Набор заданий —
[A] Сверьте с текстом об атомной энергетике три утверждения: (i) по рекомендациям ВОЗ на полмиллиона человек должен приходиться один диагностический ПЭТ-центр; (ii) во Франции доля атомной энергетики составляет около 12%; (iii) Германия объявила, что закроет все атомные электростанции к 2022 году. Для каждого ответьте «да» или «нет» и дословно приведите слова текста, которые это решают.
[B] Перепишите без изменений часть текста об атомной энергетике, которая начинается со слов «Но, полагаю, по» и кончается словами «на передовых позициях.».

Фрагмент текста —
Третий важный фактор — небольшое количество диагностических центров. По рекомендациям Всемирной организации здравоохранения, на полмиллиона человек должен приходиться один диагностический ПЭТ-центр. А у нас по всей стране их штук пятнадцать. Их число, правда, увеличивается, есть госпрограмма на этот счет, но речь идет по большей части о крупных городах. Впрочем, медики в провинции зачастую даже такого слова, как «ПЭТ», не слышали. И это еще одна болезненная тема в ядерной медицине — подготовка кадров. Так что по использованию современных технологий ядерной медицины мы отстаем очень сильно — именно по использованию. Виноваты не химики, не инженеры, не Росатом. Это целый комплекс проблем, и первая из них — неплатежеспособный спрос.
Но, полагаю, по части исследований и разработок в ядерной энергетике мы — мировые лидеры? Все-таки первая атомная электростанция в мире была построена в Обнинске.
Да, здесь мы лидеры, и мы точно впереди США. Это без преувеличения. Дело в том, в начале 80-х президент США Джеймс Картер подписал Декларацию, запрещающую любые манипуляции и переработку топлива и облученных материалов, кроме как для военных нужд. Соответственно, у них вообще не развивались радиохимические технологии. В отличие от Франции и Великобритании. Поэтому США сильно отстали в этих вопросах. Мы в области радиохимических технологий ядерного топливного цикла на передовых позициях.
Доля атомной энергетики будет наращиваться в мире. Это происходит на наших глазах, и Химфак имеет к этому непосредственное отношение. Мы готовим кадры для отрасли, мы ведем научно-исследовательские работы по заказу отрасли. Здесь очень много интересных научных и инженерных задач, которые зашиты в программе «Прорыв» Росатома. Это новые виды топлив, это новые технологии, это малое количество отходов, это глубокое фракционирование отходов, это разные пути обращения с ними.
И тем не менее в Германии отказываются от атомных электростанций. Что вы думаете по этому поводу?
Германия объявила, что к 2022 году закроет все атомные электростанции по требованию партии зеленых. Это было одно из условий партии при ее вхождении в коалиционное правительство. Последствия этого решения будут крайне неприятными для страны. Здесь надо понимать, что доля атомной энергетики в Германии в 2011 году была около 25%, сейчас около 12%. Закрытие всех станций приведет к тому, что себестоимость электроэнергии в Германии значительно увеличится. Это означает, что промышленная продукция, произведенная в Германии, будет неконкурентоспособной. На самом деле, это — большие глобальные экономические войны, преследующие цель ослабить те или иные государства. В то же время в соседней Франции доля атомной энергетики — 80%. Аварий не было, и станции закрывать не собираются. Фактически это обеспечивает Франции государственный суверенитет в плане энергоносителей.
Германия пытается убедить всех, что справится с проблемами с помощью альтернативной энергетики.

Исходные материалы —

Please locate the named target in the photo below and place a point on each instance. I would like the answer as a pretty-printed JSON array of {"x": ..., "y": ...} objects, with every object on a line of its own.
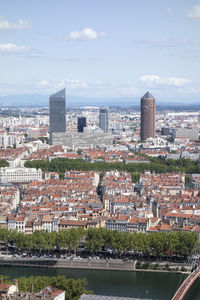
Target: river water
[{"x": 142, "y": 285}]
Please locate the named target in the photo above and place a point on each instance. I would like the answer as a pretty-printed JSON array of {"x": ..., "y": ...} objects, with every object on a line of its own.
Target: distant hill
[
  {"x": 43, "y": 100},
  {"x": 76, "y": 101}
]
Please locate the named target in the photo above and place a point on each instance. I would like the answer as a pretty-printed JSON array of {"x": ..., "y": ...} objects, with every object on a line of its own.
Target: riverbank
[
  {"x": 94, "y": 264},
  {"x": 142, "y": 285}
]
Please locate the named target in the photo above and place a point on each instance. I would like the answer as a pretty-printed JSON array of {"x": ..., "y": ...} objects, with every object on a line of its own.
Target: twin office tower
[{"x": 57, "y": 115}]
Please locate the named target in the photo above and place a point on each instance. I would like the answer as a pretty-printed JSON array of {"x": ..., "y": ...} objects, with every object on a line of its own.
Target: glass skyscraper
[
  {"x": 57, "y": 113},
  {"x": 104, "y": 119},
  {"x": 81, "y": 124}
]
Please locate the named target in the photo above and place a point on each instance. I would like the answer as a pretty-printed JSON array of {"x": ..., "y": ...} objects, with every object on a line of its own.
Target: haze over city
[
  {"x": 99, "y": 150},
  {"x": 101, "y": 49}
]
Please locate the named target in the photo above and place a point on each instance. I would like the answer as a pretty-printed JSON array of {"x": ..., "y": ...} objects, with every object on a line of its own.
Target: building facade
[
  {"x": 20, "y": 174},
  {"x": 81, "y": 124},
  {"x": 57, "y": 113},
  {"x": 104, "y": 119},
  {"x": 148, "y": 116},
  {"x": 81, "y": 139}
]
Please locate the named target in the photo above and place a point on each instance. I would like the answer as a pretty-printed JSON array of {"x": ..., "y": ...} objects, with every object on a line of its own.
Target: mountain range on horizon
[{"x": 72, "y": 101}]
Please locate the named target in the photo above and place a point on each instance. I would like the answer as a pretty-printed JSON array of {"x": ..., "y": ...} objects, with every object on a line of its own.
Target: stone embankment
[{"x": 95, "y": 264}]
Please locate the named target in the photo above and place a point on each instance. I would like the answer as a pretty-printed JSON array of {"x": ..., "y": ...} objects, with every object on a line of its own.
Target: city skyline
[{"x": 152, "y": 48}]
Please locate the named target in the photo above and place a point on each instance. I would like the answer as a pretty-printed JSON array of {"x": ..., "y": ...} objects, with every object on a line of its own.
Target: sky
[{"x": 101, "y": 48}]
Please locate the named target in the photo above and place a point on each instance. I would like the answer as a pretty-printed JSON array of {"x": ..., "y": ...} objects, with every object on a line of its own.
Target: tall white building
[{"x": 104, "y": 119}]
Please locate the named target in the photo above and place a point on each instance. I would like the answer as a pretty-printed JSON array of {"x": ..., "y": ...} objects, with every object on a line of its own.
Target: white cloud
[
  {"x": 194, "y": 13},
  {"x": 12, "y": 48},
  {"x": 21, "y": 24},
  {"x": 128, "y": 91},
  {"x": 44, "y": 83},
  {"x": 153, "y": 80},
  {"x": 72, "y": 84},
  {"x": 85, "y": 35}
]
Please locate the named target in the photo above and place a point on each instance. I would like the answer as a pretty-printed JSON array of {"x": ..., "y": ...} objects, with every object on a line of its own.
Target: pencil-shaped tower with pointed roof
[
  {"x": 57, "y": 112},
  {"x": 148, "y": 116}
]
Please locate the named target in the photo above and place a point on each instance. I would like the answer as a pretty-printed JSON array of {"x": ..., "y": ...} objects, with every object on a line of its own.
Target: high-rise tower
[
  {"x": 57, "y": 111},
  {"x": 148, "y": 116},
  {"x": 104, "y": 119},
  {"x": 81, "y": 124}
]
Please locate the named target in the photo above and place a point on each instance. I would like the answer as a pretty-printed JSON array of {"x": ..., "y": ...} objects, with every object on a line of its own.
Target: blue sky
[{"x": 101, "y": 48}]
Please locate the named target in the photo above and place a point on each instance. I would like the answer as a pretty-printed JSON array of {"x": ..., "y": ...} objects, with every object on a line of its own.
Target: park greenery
[
  {"x": 96, "y": 240},
  {"x": 73, "y": 288},
  {"x": 157, "y": 165}
]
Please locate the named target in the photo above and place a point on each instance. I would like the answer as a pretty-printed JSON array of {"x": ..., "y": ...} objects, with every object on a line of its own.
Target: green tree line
[
  {"x": 95, "y": 240},
  {"x": 157, "y": 165},
  {"x": 73, "y": 288}
]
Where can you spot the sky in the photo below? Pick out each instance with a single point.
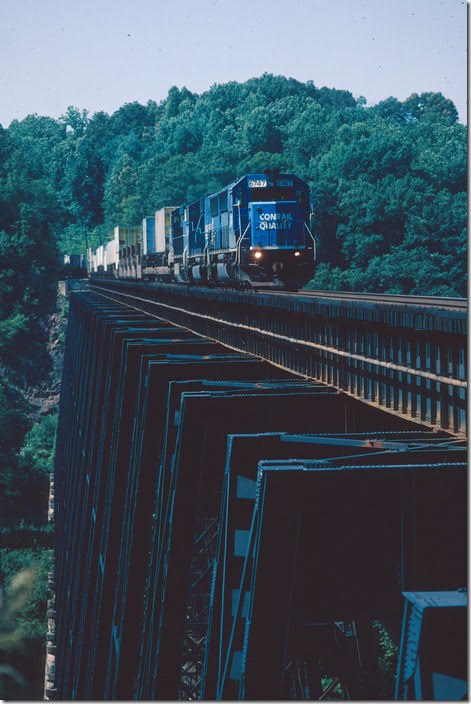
(99, 54)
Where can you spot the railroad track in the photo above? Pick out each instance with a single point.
(421, 301)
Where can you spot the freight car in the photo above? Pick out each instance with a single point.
(254, 233)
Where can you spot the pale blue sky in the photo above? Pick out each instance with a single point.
(100, 54)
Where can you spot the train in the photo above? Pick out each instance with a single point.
(254, 233)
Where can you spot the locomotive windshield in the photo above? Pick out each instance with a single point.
(270, 193)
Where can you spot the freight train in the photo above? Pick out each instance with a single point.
(254, 233)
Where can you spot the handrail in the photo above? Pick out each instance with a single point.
(239, 242)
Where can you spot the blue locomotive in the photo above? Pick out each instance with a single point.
(254, 233)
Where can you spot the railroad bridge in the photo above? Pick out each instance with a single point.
(251, 489)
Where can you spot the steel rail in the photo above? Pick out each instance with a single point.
(389, 298)
(306, 343)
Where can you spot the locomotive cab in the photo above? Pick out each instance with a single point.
(277, 245)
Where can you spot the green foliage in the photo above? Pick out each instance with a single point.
(23, 624)
(39, 446)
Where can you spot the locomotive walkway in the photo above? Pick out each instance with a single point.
(245, 484)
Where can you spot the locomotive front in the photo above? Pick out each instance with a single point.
(271, 215)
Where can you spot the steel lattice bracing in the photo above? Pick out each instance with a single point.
(168, 445)
(406, 357)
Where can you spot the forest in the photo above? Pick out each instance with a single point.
(388, 184)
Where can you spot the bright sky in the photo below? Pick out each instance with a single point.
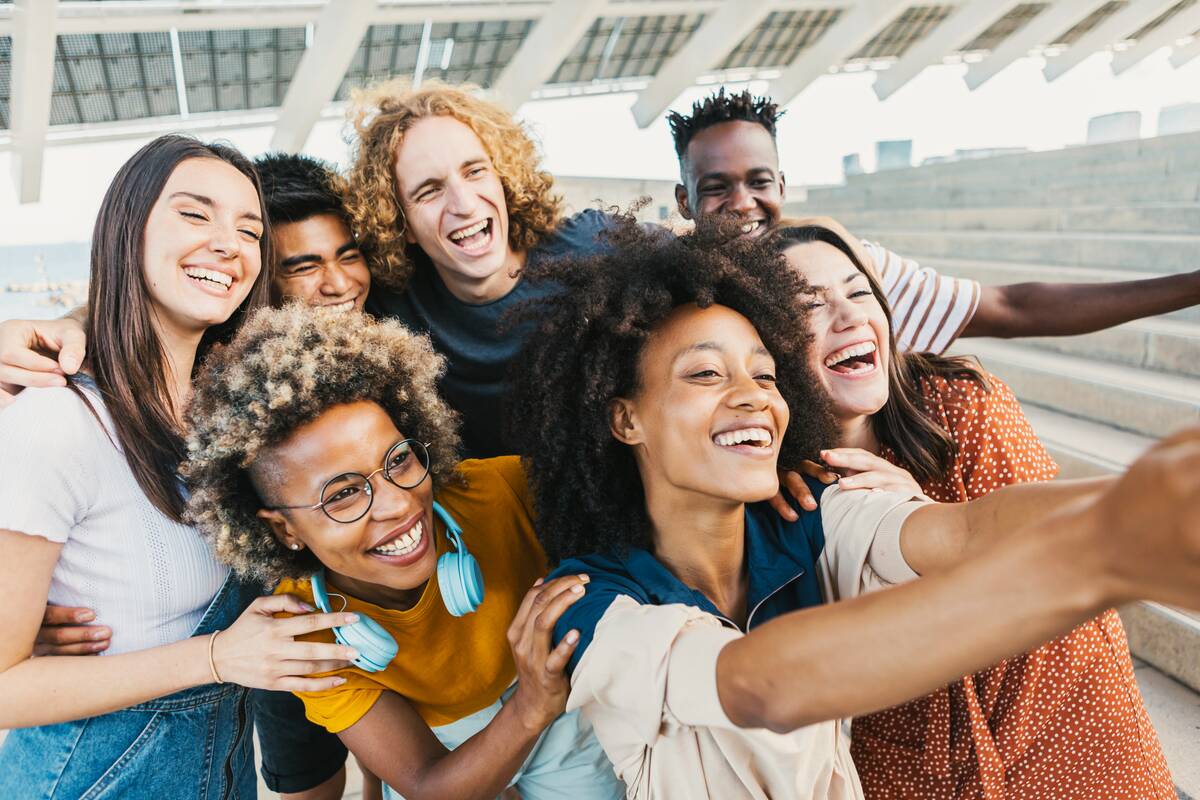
(595, 136)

Ответы к заданиям —
[A]
(i) Да: «По рекомендациям Всемирной организации здравоохранения, на полмиллиона человек должен приходиться один диагностический ПЭТ-центр».
(ii) Нет: «В то же время в соседней Франции доля атомной энергетики — 80%».
(iii) Да: «Германия объявила, что к 2022 году закроет все атомные электростанции по требованию партии зеленых».

[B]
Но, полагаю, по части исследований и разработок в ядерной энергетике мы — мировые лидеры? Все-таки первая атомная электростанция в мире была построена в Обнинске.
Да, здесь мы лидеры, и мы точно впереди США. Это без преувеличения. Дело в том, в начале 80-х президент США Джеймс Картер подписал Декларацию, запрещающую любые манипуляции и переработку топлива и облученных материалов, кроме как для военных нужд. Соответственно, у них вообще не развивались радиохимические технологии. В отличие от Франции и Великобритании. Поэтому США сильно отстали в этих вопросах. Мы в области радиохимических технологий ядерного топливного цикла на передовых позициях.